Print the whole listing, unchanged.
========
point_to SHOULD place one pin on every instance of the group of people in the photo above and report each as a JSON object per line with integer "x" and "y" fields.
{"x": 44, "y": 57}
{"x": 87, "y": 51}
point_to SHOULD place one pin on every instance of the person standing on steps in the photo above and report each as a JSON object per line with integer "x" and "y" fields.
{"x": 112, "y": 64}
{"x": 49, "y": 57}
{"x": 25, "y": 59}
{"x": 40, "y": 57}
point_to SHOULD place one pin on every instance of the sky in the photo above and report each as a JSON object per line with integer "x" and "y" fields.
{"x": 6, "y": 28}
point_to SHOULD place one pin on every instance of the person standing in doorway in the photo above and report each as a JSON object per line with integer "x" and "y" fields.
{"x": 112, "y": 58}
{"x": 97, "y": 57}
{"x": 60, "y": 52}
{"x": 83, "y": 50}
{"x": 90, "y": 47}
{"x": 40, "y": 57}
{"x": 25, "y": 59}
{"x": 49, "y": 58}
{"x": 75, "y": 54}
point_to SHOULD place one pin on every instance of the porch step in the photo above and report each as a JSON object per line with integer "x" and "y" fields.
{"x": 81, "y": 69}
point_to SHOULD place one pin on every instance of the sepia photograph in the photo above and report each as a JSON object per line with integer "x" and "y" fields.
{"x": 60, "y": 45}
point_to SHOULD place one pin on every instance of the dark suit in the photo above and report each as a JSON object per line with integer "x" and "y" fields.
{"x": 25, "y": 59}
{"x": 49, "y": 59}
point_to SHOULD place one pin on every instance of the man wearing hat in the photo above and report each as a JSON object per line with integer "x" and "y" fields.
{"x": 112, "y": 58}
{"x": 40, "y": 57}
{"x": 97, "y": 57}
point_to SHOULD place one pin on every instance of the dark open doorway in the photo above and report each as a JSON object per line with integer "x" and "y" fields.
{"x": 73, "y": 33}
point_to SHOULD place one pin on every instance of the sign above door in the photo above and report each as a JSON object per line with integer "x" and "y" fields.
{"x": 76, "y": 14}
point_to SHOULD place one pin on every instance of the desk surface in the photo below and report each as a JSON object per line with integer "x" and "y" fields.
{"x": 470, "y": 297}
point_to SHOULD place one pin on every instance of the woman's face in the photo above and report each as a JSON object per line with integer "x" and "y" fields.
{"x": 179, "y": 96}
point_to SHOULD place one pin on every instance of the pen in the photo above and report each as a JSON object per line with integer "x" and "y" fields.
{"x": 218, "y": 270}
========
• _RESPONSE BELOW_
point_to SHOULD place one pin on every instance of the group of people in the photo above and report each as a JSON object per line with integer "x" and "y" fields.
{"x": 44, "y": 57}
{"x": 87, "y": 51}
point_to SHOULD place one pin on every instance of the person standing on steps in the photo above and report each as a JSON object per line with integer "x" and "y" fields.
{"x": 112, "y": 64}
{"x": 49, "y": 57}
{"x": 25, "y": 59}
{"x": 40, "y": 57}
point_to SHOULD place one pin on every instance of the sky in the photo above and report each as a JSON object per line with integer "x" and "y" fields.
{"x": 6, "y": 28}
point_to SHOULD place one pin on every instance of the person standing in doorway in the photo above and report each as a JSON object per line with integer "x" and "y" fields.
{"x": 112, "y": 58}
{"x": 97, "y": 57}
{"x": 60, "y": 52}
{"x": 83, "y": 50}
{"x": 90, "y": 47}
{"x": 40, "y": 57}
{"x": 25, "y": 59}
{"x": 49, "y": 58}
{"x": 75, "y": 54}
point_to SHOULD place one pin on every instance of the porch step in the photo above and report each as a JSON object per line with integer "x" and "y" fields.
{"x": 81, "y": 69}
point_to SHOULD place one pin on every instance of the sepia photograph in the photo above and report each as a JSON object per line with integer "x" and "y" fields.
{"x": 60, "y": 45}
point_to SHOULD place one pin on every instance of the dark suit in the photo above and report each as a JSON object per line with integer "x" and "y" fields.
{"x": 25, "y": 59}
{"x": 49, "y": 59}
point_to SHOULD place one pin on every instance of the man wearing hat in the photo above and report each as a JSON object per line with integer "x" and "y" fields.
{"x": 112, "y": 58}
{"x": 40, "y": 57}
{"x": 97, "y": 57}
point_to SHOULD place one pin on every instance of the dark open doorway in the photo above and report each as a JSON object per line with integer "x" and "y" fields.
{"x": 73, "y": 33}
point_to SHOULD place one pin on every instance of the sign above door in the photo above and report each as a JSON object per line with integer "x" and "y" fields.
{"x": 76, "y": 14}
point_to SHOULD place one pin on every instance of the desk surface in the photo below and report each as a JSON object per line with integer "x" and "y" fields.
{"x": 470, "y": 297}
point_to SHOULD place one pin on every instance of the woman's face in the photo above and report each as a JSON object per line with integer "x" and "y" fields.
{"x": 179, "y": 96}
point_to SHOULD place one pin on every instance of the pen in the photo above and report each as a JSON object per line with integer "x" and "y" fields.
{"x": 218, "y": 270}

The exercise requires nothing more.